Start

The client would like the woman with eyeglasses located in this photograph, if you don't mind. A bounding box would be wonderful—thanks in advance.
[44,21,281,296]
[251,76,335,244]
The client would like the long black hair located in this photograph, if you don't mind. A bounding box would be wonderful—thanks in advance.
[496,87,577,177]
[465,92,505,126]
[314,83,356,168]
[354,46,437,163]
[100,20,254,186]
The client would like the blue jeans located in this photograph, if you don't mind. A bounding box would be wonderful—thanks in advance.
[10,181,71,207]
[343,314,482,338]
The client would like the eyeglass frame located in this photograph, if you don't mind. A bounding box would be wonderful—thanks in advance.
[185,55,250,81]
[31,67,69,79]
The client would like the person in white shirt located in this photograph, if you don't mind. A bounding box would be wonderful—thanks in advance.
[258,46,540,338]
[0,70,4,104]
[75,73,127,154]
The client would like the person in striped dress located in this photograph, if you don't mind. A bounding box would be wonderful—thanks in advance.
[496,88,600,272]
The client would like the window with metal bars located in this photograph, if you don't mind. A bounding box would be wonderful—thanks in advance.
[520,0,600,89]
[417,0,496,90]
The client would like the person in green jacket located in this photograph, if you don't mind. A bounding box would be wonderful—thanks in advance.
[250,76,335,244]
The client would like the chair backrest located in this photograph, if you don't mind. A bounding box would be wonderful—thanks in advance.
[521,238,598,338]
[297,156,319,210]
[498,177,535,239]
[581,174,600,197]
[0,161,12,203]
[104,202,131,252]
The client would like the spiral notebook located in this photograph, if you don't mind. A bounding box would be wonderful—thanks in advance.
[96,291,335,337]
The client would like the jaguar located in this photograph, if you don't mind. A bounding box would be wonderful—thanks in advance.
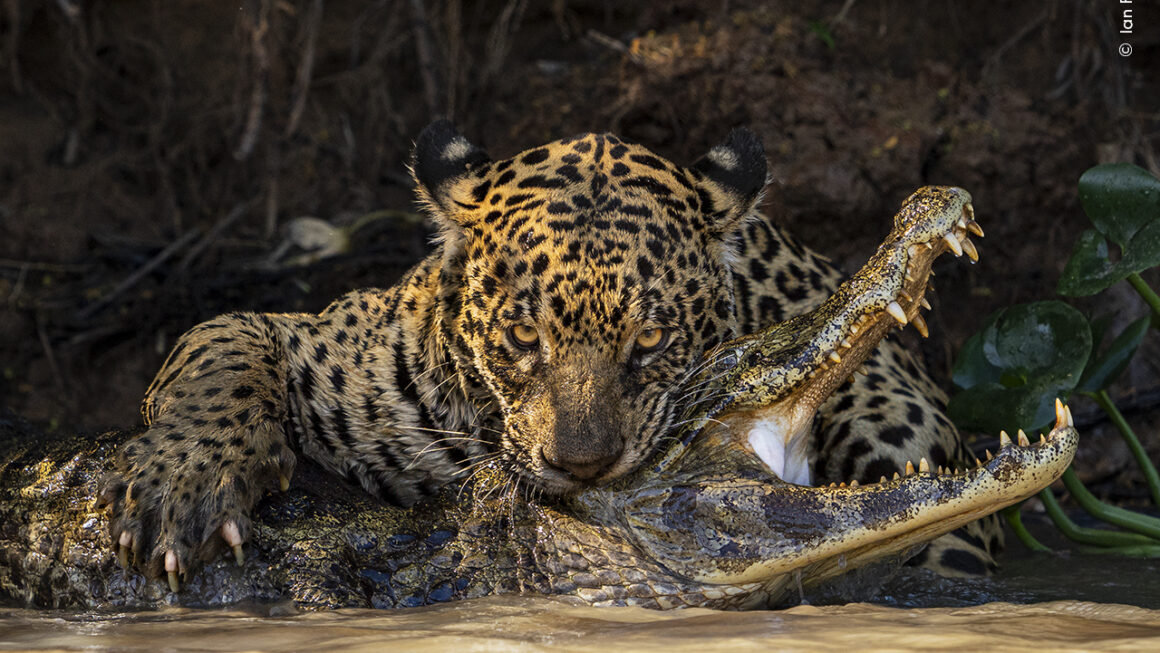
[101,121,1001,589]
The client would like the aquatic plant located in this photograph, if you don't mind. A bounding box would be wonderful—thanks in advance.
[948,164,1160,557]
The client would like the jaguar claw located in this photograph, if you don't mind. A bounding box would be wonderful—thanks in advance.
[117,530,133,569]
[165,551,181,594]
[222,520,246,566]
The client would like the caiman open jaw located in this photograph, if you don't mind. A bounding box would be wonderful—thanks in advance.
[621,400,1079,602]
[694,186,983,485]
[589,187,1079,605]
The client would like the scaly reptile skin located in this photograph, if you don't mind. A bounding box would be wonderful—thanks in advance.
[0,188,1078,608]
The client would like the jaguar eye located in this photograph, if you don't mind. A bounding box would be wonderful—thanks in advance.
[508,325,539,350]
[637,327,668,351]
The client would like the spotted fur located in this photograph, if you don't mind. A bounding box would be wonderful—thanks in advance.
[104,122,998,575]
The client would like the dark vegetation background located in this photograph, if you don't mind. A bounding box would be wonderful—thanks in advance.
[0,0,1160,501]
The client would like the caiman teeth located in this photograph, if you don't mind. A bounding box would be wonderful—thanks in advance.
[886,302,906,326]
[1056,397,1075,428]
[963,238,979,263]
[943,233,963,257]
[911,313,930,338]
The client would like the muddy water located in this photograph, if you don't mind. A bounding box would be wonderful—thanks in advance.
[0,556,1160,653]
[0,597,1160,653]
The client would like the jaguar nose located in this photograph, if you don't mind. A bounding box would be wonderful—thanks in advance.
[541,447,622,480]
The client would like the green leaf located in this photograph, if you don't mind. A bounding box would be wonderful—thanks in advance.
[948,302,1092,433]
[1058,164,1160,297]
[1057,220,1160,297]
[1080,164,1160,247]
[1075,315,1151,392]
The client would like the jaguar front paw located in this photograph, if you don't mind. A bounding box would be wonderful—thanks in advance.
[101,420,295,592]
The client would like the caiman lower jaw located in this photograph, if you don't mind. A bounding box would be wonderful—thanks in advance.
[689,400,1079,587]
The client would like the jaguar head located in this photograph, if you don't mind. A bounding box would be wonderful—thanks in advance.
[413,122,766,494]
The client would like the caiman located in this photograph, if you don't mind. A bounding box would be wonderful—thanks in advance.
[0,187,1078,608]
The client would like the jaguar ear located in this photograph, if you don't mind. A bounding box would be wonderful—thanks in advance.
[411,119,491,222]
[691,128,767,233]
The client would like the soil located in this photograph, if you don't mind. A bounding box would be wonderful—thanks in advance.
[0,0,1160,499]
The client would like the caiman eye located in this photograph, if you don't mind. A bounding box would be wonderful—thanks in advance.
[637,327,669,353]
[508,325,539,350]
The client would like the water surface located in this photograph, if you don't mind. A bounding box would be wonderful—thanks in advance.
[0,553,1160,653]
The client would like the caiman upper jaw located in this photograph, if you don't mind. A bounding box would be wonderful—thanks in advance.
[686,187,983,484]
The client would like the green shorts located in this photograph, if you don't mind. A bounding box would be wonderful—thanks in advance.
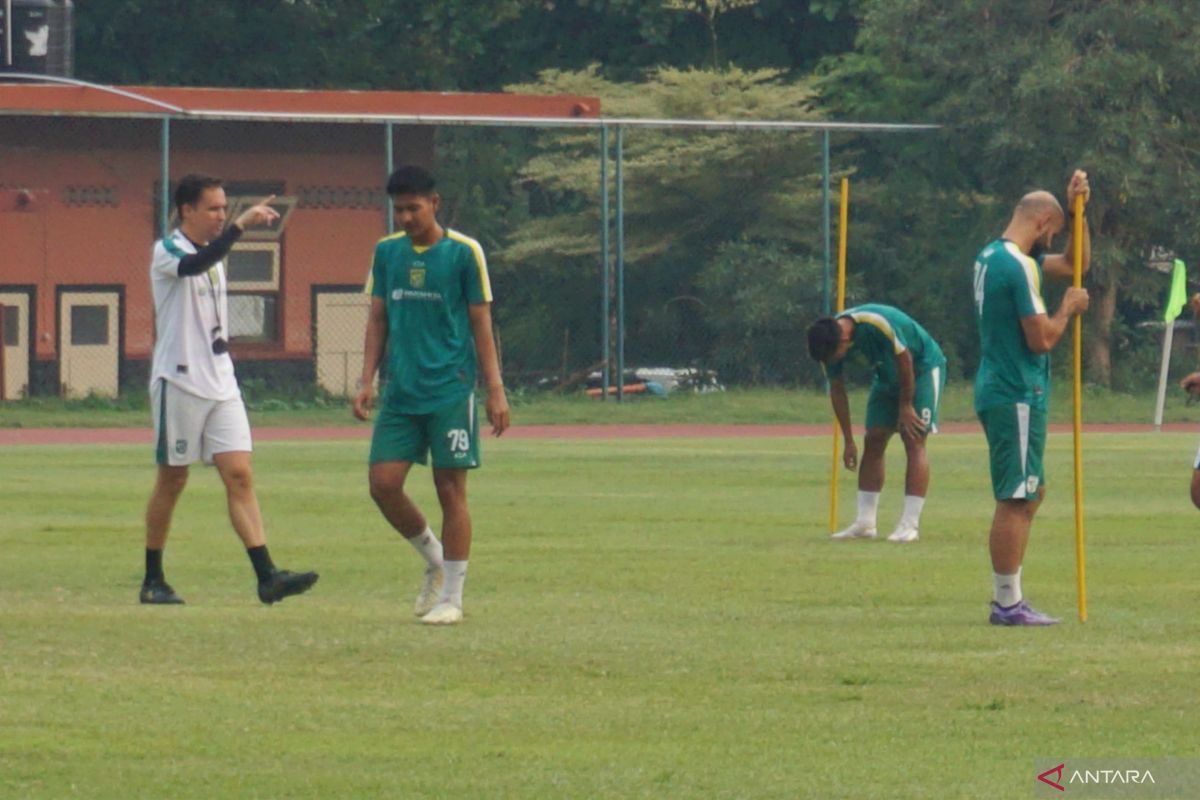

End

Stated exercise: Recast every line of the records above as a JSON list of strings, one string per line, omitting blank lines and any lines that stand for pictures.

Written reply:
[
  "The client would like the woman with eyeglasses located in this photograph, if you don't mind. A bounding box would be wonderful—thanks in advance.",
  "[44,21,281,296]",
  "[251,76,335,244]",
  "The client would like the long black hair located in this photograph, if you don't mind. A bounding box would be wonderful—thanks in advance.",
  "[496,87,577,177]",
  "[465,92,505,126]",
  "[314,83,356,168]",
  "[354,46,437,163]",
  "[100,20,254,186]",
  "The client would like the blue jeans located in this photograph, if you don't mind. A bounding box would be wonderful—thanks in advance.",
  "[10,181,71,207]",
  "[343,314,482,338]",
  "The client would like the eyeglass frame located in this photograph, if you don't mind. A bounding box would be wonderful—thanks in advance.",
  "[185,55,250,81]",
  "[31,67,69,79]",
  "The client would like the person in white shirt located in this photograph, if you don't mind. A bounding box would be wonderful—thanks in advance.",
  "[258,46,540,338]",
  "[0,70,4,104]",
  "[75,73,127,154]",
  "The client would like the person in striped dress located in this photograph, if you don't mind. A bounding box would be wonderful—thanks in advance.",
  "[496,88,600,272]",
  "The client would like the window with metal bars located in this photograph, if you don't mind. A bounding box would be wonderful—thanks in advance.",
  "[520,0,600,89]",
  "[417,0,496,90]",
  "The client would like the person in green jacket located in this photograph, if you don't mind. A bounding box would be wonderful—thanks in advance.",
  "[250,76,335,244]",
  "The client would like the chair backrest located in this photograph, if you don't mind. A bounding box would be wonderful—thanks in advance.",
  "[521,238,598,338]",
  "[297,156,319,210]",
  "[498,177,535,239]",
  "[581,174,600,197]",
  "[0,161,12,203]",
  "[104,202,131,252]",
  "The client would like the spiral notebook located in this photograph, if you don't mind. A bounding box would be wonderful—thanks in advance.",
  "[96,291,335,337]",
  "The client would like the jaguar located in this photograph, if you don't mind. A bounding box would be wonderful—thanks in advance.",
  "[101,121,1001,589]",
  "The client would like the aquatic plant located in this photograph, if you don't mind. A bounding box would be wonderful—thanks in advance.",
  "[948,164,1160,557]",
  "The client would like the jaguar claw located in this photograph, if you don't mind. A bounding box would be wonderful—thanks in advance.",
  "[117,530,133,569]",
  "[165,551,181,594]",
  "[222,520,246,566]",
  "The client would like the caiman open jaw located in this photograph, if you don't mind. A bounding box would be wonderful—thanks in advance.",
  "[621,400,1079,602]",
  "[694,186,983,485]",
  "[589,187,1079,605]",
  "The client would like the scaly reptile skin located in this photograph, if you don't mind. A bounding box would be wonderful—thanks in advance.",
  "[0,188,1078,608]",
  "The client would like the jaguar eye located in this photograph, if you don't mind. A bounding box would be wonderful—thanks in advance.",
  "[508,325,539,350]",
  "[637,327,668,351]",
  "The client would like the spotted fur located in this photograph, if you don't mind. A bounding box would be wonderful—thanks in advance.",
  "[104,122,998,575]",
  "The client would like the dark vegetation background located in this photograph, if you don't mind. A bounding box would be wonderful—thanks in advance.",
  "[0,0,1160,501]",
  "The client would like the caiman teeth located in this photograph, if you don't mind. A bounding box would be wonderful—thanks in advance.",
  "[886,302,906,326]",
  "[1056,397,1075,428]",
  "[963,238,979,263]",
  "[943,233,963,257]",
  "[911,313,930,338]",
  "The client would like the muddy water located in this photograph, if you don't mind. A bounding box would be wonderful—thanks in advance.",
  "[0,556,1160,653]",
  "[0,597,1160,653]",
  "The client would like the jaguar nose located in this photograph, if you don't mind. A bounding box would be wonderful—thanks in advance.",
  "[541,447,622,480]",
  "The client would like the green leaf located in this photograph, if you don't mind. A bounding box would be wonderful—thanks in advance.",
  "[948,302,1092,433]",
  "[1058,164,1160,297]",
  "[1057,220,1160,297]",
  "[1080,164,1160,247]",
  "[1075,315,1151,392]",
  "The client would like the jaguar front paw located in this photograph, if you don't mind. A bounding box would be wonderful—thanks in advance.",
  "[101,420,295,592]",
  "The client would like the caiman lower jaw located in this photograph, if you don't mind. A bounding box would be wonderful—thanks in advance.",
  "[689,400,1079,587]",
  "The client would like the jaguar head located in this photograph, if you don't mind. A bounding box would be wonderful—thanks in advance.",
  "[413,122,766,494]",
  "The client would like the caiman located in this photograph, if you don't mind. A bounding box would be wonderful—thanks in advance.",
  "[0,187,1078,608]",
  "The client would like the jaguar ear located in this photograph, if you don't mind. A bounding box would be wonderful—thanks in advance.",
  "[411,119,491,222]",
  "[691,128,767,233]",
  "The client would like the soil located in this photograph, if you don't mind. A bounding box would be wonderful—thanks in advance.",
  "[0,0,1160,499]",
  "The client would like the caiman eye located in this photograph, if you don't mind. A bounding box would be wonderful—thanks in advance.",
  "[637,327,669,353]",
  "[508,325,539,350]",
  "The client would like the water surface located in this photograph, if you don't mind. A bounding box would be wonderful—thanks in advance.",
  "[0,553,1160,653]",
  "The client would like the caiman upper jaw located in this photograph, if you don't mind. A bounding box would be wonderful—thanks in advance.",
  "[686,187,983,484]",
  "The client would like the green shorts located in this photograph, if you don't mind. A bounding box would be wonderful—thanks in advance."
]